WHAT TO DO — Your answer should be one number, the count of lines in the data that hold "Target".

Top of DATA PROVIDED

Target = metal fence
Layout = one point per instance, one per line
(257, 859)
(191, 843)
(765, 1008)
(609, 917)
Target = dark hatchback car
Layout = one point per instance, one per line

Bottom of DATA PROVIDED

SOLUTION TO THIS TASK — 2